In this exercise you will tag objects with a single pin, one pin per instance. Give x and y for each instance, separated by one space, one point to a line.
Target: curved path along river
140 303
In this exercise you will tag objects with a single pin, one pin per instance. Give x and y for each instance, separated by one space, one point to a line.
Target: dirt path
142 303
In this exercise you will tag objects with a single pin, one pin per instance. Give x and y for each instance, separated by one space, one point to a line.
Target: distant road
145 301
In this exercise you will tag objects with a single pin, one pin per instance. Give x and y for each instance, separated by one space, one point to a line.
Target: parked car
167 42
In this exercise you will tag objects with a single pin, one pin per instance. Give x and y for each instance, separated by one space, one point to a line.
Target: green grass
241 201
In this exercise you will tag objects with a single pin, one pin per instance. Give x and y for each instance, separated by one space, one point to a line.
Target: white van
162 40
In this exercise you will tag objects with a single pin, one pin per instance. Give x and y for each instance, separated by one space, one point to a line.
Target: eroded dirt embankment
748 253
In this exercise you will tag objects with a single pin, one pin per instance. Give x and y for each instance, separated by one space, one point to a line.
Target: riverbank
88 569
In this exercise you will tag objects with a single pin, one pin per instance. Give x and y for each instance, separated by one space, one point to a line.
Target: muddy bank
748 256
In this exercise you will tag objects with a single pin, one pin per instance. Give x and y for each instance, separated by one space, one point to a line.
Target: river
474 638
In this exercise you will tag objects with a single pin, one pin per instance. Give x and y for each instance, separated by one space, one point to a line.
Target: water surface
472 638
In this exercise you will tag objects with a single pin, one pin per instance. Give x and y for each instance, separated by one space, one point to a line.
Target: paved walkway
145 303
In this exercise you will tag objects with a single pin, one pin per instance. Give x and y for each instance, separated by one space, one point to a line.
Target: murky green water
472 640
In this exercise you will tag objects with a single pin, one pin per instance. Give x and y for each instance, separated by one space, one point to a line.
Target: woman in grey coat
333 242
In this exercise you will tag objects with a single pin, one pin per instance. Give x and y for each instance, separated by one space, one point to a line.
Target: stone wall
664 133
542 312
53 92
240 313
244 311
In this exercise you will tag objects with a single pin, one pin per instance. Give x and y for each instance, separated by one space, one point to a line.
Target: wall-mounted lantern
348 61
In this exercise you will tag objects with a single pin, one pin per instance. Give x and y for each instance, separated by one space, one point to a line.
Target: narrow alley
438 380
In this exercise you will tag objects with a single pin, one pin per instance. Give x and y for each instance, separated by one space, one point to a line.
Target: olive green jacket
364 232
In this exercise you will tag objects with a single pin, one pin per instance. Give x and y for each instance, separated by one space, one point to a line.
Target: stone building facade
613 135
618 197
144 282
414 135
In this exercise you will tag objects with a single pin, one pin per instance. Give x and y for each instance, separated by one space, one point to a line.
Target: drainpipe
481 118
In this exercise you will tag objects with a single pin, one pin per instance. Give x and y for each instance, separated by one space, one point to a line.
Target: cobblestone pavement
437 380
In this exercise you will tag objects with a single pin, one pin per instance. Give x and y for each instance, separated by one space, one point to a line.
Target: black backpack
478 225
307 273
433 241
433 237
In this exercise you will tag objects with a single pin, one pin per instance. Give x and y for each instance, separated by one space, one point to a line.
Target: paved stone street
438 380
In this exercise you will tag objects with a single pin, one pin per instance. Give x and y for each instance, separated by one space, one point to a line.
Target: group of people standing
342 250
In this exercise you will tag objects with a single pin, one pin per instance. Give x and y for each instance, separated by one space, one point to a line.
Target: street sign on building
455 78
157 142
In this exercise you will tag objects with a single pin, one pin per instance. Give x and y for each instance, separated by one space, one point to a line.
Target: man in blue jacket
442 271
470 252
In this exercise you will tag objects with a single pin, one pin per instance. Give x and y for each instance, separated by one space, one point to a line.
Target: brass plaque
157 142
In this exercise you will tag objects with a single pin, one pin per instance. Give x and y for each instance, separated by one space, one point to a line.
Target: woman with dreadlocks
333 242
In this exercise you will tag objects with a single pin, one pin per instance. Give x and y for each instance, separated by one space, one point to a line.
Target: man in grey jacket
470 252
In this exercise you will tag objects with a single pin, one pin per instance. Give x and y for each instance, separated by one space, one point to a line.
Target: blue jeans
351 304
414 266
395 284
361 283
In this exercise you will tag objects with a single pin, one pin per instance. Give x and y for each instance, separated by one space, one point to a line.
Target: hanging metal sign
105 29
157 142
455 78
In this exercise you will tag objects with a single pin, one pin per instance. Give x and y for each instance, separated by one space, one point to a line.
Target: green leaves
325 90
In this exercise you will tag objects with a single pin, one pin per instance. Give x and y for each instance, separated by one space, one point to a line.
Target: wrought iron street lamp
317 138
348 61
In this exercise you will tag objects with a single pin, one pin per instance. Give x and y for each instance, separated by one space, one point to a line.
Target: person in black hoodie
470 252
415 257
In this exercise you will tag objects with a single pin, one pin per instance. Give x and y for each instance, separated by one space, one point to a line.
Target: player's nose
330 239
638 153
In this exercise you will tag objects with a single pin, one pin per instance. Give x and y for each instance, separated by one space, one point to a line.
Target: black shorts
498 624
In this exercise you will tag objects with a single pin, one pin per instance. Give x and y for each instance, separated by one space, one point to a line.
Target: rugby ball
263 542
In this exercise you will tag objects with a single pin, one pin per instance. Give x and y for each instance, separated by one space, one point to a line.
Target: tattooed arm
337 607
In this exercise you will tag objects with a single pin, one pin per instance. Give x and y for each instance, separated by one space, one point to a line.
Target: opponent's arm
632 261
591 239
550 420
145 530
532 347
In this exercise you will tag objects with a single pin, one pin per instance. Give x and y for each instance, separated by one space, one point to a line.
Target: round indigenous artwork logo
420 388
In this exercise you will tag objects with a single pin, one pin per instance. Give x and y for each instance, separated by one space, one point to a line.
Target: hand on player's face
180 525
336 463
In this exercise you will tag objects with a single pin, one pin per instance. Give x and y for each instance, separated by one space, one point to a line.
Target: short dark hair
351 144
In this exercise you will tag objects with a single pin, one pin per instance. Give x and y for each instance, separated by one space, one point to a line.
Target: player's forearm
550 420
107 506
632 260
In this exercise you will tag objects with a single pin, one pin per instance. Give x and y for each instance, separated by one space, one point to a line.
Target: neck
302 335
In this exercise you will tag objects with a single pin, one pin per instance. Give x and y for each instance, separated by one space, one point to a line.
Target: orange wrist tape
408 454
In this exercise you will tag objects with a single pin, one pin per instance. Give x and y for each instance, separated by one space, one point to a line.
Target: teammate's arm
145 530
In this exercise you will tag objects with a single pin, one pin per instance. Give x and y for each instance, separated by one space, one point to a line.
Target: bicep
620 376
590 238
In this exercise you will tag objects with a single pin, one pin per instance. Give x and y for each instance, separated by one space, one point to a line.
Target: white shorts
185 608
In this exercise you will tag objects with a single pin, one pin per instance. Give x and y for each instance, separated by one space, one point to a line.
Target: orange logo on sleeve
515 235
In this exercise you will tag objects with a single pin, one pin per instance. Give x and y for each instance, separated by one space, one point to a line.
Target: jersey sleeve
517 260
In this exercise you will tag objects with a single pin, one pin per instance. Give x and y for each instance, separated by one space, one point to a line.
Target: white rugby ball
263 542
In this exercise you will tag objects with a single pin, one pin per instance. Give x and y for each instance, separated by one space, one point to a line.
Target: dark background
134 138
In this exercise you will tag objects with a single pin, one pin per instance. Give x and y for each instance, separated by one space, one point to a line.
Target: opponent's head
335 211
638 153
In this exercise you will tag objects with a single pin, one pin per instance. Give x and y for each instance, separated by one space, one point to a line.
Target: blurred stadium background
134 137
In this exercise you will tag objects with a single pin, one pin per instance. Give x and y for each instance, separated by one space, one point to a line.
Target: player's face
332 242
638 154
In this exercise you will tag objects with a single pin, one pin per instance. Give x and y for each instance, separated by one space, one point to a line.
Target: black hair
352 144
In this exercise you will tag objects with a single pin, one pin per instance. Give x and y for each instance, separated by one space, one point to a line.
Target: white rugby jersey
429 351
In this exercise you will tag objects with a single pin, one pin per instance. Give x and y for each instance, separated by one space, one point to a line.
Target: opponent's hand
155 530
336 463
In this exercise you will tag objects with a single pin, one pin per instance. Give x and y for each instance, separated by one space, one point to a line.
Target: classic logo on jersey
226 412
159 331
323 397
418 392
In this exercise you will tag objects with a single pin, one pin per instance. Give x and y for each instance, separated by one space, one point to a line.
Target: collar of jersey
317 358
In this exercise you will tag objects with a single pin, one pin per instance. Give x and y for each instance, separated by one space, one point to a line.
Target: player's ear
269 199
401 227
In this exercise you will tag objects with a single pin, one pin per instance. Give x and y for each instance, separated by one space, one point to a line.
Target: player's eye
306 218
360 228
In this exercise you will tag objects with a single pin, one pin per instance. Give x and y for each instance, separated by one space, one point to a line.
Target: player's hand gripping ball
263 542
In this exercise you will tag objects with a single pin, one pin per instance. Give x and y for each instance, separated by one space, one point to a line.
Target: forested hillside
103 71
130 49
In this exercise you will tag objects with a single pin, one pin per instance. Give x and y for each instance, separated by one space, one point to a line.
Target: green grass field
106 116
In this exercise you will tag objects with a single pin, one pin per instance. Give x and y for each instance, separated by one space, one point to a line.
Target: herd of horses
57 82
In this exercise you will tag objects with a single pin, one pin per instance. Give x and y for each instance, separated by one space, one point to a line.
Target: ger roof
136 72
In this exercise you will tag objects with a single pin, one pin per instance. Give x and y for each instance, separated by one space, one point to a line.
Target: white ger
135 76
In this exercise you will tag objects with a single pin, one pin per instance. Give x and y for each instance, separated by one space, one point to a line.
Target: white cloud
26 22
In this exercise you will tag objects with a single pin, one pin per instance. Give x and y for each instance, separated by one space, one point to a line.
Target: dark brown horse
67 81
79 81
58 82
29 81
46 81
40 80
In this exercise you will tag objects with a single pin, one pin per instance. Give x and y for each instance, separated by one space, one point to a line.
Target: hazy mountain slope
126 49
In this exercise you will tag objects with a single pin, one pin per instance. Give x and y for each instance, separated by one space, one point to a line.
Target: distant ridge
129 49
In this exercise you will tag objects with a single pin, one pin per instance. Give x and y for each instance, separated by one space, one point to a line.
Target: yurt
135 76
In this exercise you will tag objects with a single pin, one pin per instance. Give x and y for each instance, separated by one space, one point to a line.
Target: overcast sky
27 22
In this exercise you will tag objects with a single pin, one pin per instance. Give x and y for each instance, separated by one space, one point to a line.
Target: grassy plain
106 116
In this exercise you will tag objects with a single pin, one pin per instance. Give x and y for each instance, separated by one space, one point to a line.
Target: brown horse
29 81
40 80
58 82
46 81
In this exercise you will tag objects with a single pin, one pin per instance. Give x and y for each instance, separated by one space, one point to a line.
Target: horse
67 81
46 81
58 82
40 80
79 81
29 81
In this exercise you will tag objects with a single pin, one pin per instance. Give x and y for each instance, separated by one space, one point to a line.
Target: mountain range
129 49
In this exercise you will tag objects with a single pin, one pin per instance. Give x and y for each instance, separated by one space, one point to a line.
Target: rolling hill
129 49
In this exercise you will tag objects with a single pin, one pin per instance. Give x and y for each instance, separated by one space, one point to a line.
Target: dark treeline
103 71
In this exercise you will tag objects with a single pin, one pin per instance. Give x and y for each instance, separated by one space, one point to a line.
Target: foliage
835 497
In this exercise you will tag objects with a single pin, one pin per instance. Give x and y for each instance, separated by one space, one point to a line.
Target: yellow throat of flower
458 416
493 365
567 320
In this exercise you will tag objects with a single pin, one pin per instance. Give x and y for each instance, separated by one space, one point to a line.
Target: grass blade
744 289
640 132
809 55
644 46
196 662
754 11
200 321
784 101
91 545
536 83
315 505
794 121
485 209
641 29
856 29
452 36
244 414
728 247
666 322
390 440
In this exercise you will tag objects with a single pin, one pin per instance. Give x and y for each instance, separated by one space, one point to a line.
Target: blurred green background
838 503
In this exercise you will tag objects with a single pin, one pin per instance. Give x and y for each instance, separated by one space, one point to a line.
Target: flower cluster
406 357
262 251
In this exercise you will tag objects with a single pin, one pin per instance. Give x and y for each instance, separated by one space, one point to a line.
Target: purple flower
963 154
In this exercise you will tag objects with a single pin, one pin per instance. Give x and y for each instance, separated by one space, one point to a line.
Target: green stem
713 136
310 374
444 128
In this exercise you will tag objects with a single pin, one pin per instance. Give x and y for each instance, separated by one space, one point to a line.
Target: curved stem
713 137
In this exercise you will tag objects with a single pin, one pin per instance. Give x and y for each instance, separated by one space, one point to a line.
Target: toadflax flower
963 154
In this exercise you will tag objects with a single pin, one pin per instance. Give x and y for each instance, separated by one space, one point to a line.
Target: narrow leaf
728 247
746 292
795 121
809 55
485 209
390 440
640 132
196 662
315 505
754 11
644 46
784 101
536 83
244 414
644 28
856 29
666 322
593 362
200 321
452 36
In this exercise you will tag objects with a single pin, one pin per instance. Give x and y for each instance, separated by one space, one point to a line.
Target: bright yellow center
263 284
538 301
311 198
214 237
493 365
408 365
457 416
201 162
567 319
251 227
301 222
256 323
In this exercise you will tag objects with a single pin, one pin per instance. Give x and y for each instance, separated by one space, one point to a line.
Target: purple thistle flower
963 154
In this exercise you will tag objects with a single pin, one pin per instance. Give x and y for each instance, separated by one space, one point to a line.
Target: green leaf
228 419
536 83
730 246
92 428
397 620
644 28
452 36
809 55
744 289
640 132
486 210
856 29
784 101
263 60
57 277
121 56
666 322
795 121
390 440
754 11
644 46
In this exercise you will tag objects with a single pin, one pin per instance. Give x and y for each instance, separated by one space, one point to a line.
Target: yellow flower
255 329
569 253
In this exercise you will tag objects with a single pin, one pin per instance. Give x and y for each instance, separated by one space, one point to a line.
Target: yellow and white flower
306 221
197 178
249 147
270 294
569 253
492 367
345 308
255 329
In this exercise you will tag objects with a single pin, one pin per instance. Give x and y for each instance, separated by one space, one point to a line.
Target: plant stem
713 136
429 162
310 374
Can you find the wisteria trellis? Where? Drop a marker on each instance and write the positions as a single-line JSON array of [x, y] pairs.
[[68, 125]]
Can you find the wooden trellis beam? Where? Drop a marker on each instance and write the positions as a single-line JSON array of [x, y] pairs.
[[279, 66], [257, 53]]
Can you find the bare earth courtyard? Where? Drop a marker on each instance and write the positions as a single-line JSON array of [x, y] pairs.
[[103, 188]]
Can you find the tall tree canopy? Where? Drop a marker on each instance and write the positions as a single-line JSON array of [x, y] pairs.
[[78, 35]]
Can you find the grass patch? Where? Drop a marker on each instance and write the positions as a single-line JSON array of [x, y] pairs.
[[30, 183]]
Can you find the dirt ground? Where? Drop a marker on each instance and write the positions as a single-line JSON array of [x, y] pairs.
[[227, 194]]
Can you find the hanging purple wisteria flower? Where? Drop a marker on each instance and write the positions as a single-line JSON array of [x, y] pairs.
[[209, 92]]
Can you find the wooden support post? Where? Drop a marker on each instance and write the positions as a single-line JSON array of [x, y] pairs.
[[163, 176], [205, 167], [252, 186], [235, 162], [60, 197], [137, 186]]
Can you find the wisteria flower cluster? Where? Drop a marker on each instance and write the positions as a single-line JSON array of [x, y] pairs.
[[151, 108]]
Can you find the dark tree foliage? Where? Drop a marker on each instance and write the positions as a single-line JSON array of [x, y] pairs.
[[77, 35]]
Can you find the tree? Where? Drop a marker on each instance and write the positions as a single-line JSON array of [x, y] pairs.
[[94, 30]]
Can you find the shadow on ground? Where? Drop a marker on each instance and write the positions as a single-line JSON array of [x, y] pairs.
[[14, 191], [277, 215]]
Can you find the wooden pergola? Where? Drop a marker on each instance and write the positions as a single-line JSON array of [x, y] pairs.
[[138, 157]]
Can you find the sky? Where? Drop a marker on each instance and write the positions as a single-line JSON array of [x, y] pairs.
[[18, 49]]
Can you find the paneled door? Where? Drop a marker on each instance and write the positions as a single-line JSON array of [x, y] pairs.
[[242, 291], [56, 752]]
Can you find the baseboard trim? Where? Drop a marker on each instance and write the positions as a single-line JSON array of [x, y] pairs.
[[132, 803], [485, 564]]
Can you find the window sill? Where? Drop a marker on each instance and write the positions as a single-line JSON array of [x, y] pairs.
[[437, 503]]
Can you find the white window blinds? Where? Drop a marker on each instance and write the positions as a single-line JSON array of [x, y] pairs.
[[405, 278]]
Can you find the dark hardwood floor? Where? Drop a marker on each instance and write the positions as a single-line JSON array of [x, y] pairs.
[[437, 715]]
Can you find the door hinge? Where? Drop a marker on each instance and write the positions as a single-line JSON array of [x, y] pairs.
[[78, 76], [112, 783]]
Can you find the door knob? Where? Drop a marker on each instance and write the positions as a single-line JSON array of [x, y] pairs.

----

## To do
Copy out, unchanged, the part of the items above that opens with the line containing "Can you find the shadow" and runs through the last item.

## Problem solution
Can you find the shadow on ground? Where? Drop a marker on each instance and write the positions as a single-line JSON array of [x, y] pairs.
[[14, 191], [277, 215]]
Can you find the wooden pergola? Where? Drop a marker on each instance and write the positions as a single-line JSON array of [x, y] pairs.
[[138, 157]]
Can you find the sky? Where? Drop a marker on each instance and write the positions as a single-line JSON array of [x, y] pairs.
[[18, 49]]
Can you find the paneled door? Where? Drop a marker on each instance and write the positions as a single-line JSON array of [x, y] pairs.
[[242, 291], [56, 752]]
Can you find the baseboard trim? Where? Drop a marker on each instance and write the positions as a single-line JSON array of [x, y] pairs.
[[132, 803], [485, 564]]
Can you find the window sill? Where? Drop a marker on each instance and write the positions as a single-line JSON array of [x, y] pairs.
[[437, 503]]
Can you find the white window blinds? Where? Drop a marker on each instance and write the positions as a single-line JSON array of [x, y] pairs.
[[405, 278]]
Can you find the dark hardwood floor? Where? Drop a marker on each instance and write the positions as a single-line JSON array of [x, y] pairs.
[[437, 715]]
Can you find the door hinge? Where? Drop a marker on each instance and write the positions as a single-line JSON array of [x, y] pairs.
[[78, 76], [112, 783]]
Can you find the door knob? Where? Drop a marker on each instance and write the positions as a single-line JSON array of [x, y] pairs.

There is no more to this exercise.